課題: 次の項目の各行を、空行を除いて番号付きリストとして出力しなさい。

***** 与えられた情報 *****

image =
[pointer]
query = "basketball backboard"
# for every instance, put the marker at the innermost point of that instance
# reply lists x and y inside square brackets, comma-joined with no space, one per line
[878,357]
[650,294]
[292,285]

*****

解答は次のとおり:
1. image =
2. [pointer]
3. query = "basketball backboard"
4. # for every instance, put the marker at the innermost point of that instance
5. # reply lists x and y inside square brackets, comma-joined with no space, one per line
6. [878,357]
7. [650,294]
8. [292,285]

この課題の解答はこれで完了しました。